--- EXERCISE BRIEF ---
Tell how many lines in the following entries include the word "bottom", giving the figure alone.

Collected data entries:
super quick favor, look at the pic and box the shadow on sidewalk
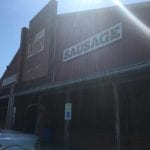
[39,142,64,150]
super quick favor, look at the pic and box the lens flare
[76,0,104,9]
[112,0,150,38]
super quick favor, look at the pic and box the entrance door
[0,100,8,128]
[24,105,38,133]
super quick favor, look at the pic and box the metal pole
[64,92,71,150]
[112,83,121,150]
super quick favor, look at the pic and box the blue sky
[0,0,149,78]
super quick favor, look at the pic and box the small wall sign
[65,103,72,120]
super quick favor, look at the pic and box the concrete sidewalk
[39,143,82,150]
[39,143,64,150]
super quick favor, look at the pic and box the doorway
[24,104,38,133]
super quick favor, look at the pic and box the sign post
[64,93,72,150]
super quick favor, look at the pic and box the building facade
[0,1,150,150]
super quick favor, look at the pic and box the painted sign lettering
[63,23,122,62]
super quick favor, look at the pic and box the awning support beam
[5,84,15,129]
[112,83,121,150]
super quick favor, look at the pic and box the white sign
[28,28,45,57]
[63,23,122,62]
[65,103,72,120]
[2,74,17,86]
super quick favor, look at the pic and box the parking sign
[65,103,72,120]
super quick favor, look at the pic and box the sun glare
[79,0,102,4]
[112,0,150,38]
[77,0,104,7]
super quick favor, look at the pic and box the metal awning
[0,95,9,100]
[1,60,150,99]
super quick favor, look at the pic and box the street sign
[65,103,72,120]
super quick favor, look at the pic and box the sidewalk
[39,142,82,150]
[39,143,64,150]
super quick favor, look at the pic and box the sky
[0,0,149,78]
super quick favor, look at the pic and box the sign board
[28,28,45,57]
[2,74,17,86]
[63,23,122,62]
[65,103,72,120]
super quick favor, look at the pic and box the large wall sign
[63,23,122,62]
[28,28,45,57]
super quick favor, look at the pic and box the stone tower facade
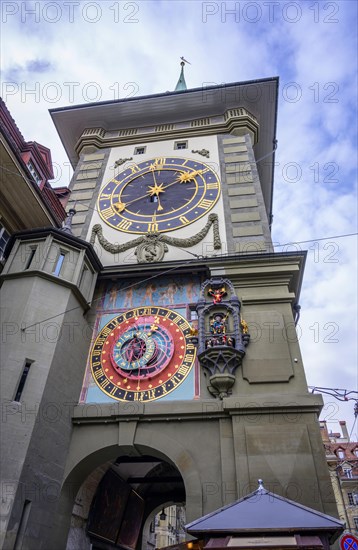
[0,78,338,549]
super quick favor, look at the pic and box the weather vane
[180,56,191,65]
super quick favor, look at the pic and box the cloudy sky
[1,0,357,436]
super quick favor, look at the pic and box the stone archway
[65,453,186,549]
[54,428,203,550]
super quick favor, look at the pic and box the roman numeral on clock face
[198,199,214,210]
[117,220,132,230]
[148,222,158,232]
[101,207,116,219]
[130,164,141,174]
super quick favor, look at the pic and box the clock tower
[0,71,338,549]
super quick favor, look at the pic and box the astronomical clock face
[97,156,221,234]
[90,307,196,402]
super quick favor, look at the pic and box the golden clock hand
[150,168,164,210]
[156,194,163,211]
[113,181,168,212]
[176,169,203,183]
[113,170,199,212]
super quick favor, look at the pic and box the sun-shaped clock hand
[147,182,165,211]
[113,169,199,213]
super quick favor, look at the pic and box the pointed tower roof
[186,480,344,539]
[175,61,187,91]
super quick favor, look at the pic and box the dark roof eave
[187,526,343,535]
[187,526,343,544]
[1,127,61,227]
[49,77,279,114]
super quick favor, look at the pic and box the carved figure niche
[196,277,250,398]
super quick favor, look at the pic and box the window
[348,493,358,506]
[53,253,65,276]
[343,468,353,478]
[174,140,188,150]
[353,448,358,457]
[79,265,89,289]
[189,308,198,321]
[337,449,345,459]
[354,517,358,530]
[14,361,33,402]
[134,146,146,155]
[27,161,42,185]
[25,248,36,270]
[0,224,10,259]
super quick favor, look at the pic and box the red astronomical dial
[90,307,196,402]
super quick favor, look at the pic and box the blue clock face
[97,156,221,233]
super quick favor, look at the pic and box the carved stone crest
[135,236,168,263]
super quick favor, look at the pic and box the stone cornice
[71,393,323,424]
[75,107,259,155]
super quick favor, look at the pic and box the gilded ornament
[191,149,210,158]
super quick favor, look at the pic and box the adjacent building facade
[0,98,67,265]
[321,420,358,534]
[0,77,342,549]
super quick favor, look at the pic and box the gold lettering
[172,375,182,385]
[148,222,159,233]
[179,215,189,225]
[198,199,214,210]
[207,182,219,189]
[101,207,116,219]
[154,157,166,168]
[117,220,132,231]
[177,365,189,376]
[130,164,140,174]
[93,368,105,379]
[149,158,166,171]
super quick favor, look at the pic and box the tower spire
[175,57,190,91]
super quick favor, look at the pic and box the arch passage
[66,453,186,549]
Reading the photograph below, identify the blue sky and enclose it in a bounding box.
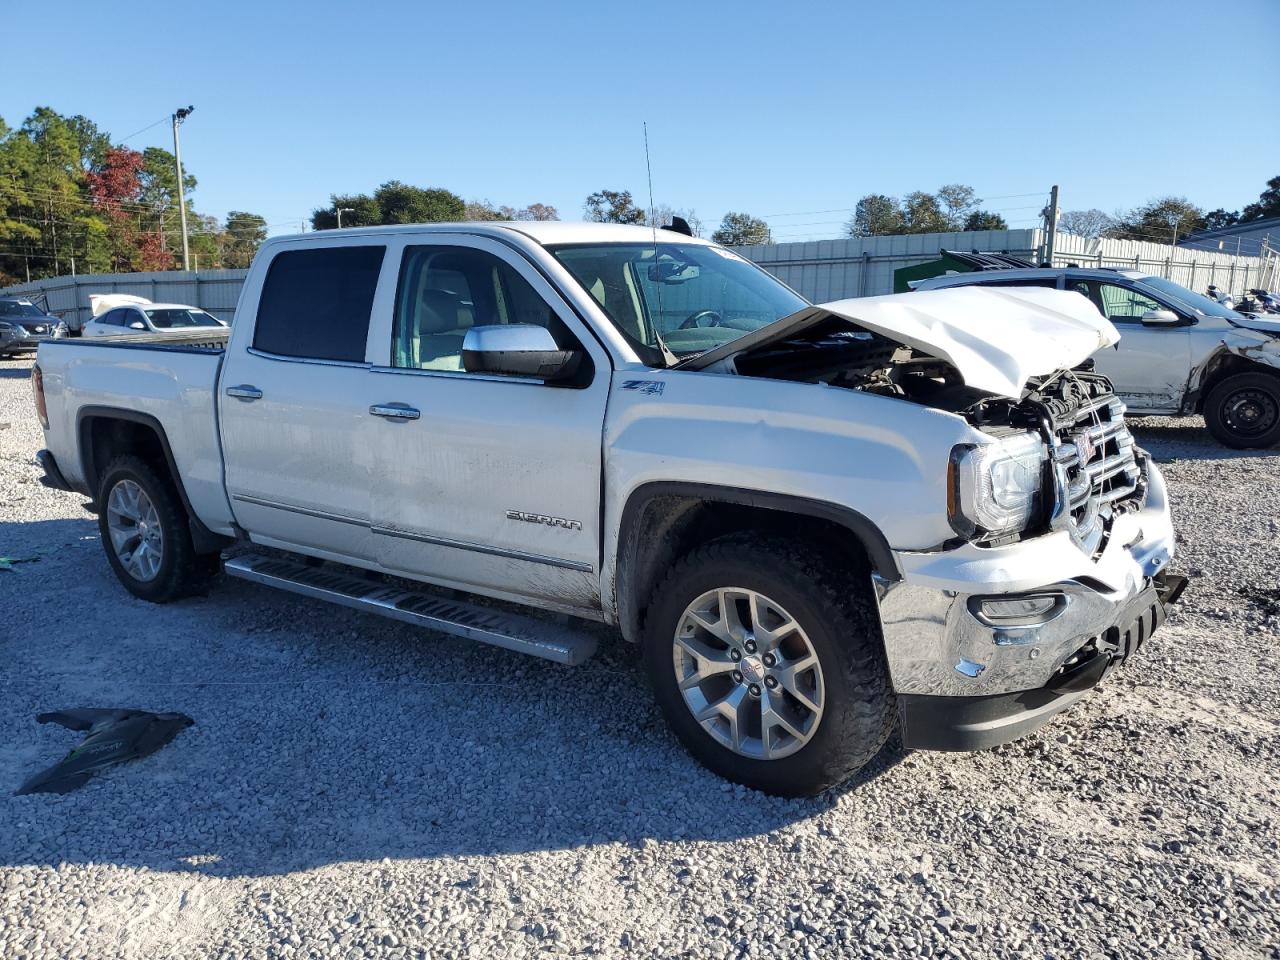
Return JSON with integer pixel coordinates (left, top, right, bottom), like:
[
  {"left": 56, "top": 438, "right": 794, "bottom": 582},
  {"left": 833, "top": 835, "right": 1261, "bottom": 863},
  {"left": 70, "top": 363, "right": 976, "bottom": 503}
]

--- WRITTEN ANSWER ---
4